▸ Activity
The lines wanted are those in the data below that include "gray".

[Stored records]
● ● ● ● ●

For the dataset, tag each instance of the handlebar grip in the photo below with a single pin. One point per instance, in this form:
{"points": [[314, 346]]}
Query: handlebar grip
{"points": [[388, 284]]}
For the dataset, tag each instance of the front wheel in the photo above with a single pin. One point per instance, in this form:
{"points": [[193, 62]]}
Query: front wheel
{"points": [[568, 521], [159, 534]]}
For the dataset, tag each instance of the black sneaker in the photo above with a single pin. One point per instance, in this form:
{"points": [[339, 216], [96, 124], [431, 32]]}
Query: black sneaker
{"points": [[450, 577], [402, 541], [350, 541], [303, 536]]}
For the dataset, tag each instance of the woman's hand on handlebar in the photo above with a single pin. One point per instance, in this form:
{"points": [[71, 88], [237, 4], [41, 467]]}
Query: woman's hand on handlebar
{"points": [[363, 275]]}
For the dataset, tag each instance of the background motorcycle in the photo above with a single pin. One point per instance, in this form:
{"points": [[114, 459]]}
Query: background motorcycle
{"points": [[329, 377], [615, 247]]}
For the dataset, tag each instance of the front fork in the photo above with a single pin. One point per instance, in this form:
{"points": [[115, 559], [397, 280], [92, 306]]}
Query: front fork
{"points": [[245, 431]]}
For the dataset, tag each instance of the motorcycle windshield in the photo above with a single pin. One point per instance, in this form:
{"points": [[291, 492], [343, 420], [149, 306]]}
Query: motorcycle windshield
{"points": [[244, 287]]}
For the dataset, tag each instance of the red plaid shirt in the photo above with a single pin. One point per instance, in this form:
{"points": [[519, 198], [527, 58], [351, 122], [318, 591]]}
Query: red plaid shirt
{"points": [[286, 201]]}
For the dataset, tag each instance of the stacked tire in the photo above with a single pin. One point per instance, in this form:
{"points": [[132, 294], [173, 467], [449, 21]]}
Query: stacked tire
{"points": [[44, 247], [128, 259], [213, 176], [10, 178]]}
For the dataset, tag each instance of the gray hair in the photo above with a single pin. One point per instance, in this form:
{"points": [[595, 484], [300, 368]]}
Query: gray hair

● ● ● ● ●

▸ Solution
For the dataset, tag each instance of the gray hair in the photo above with a single pin. One point per instance, in this form:
Query: gray hair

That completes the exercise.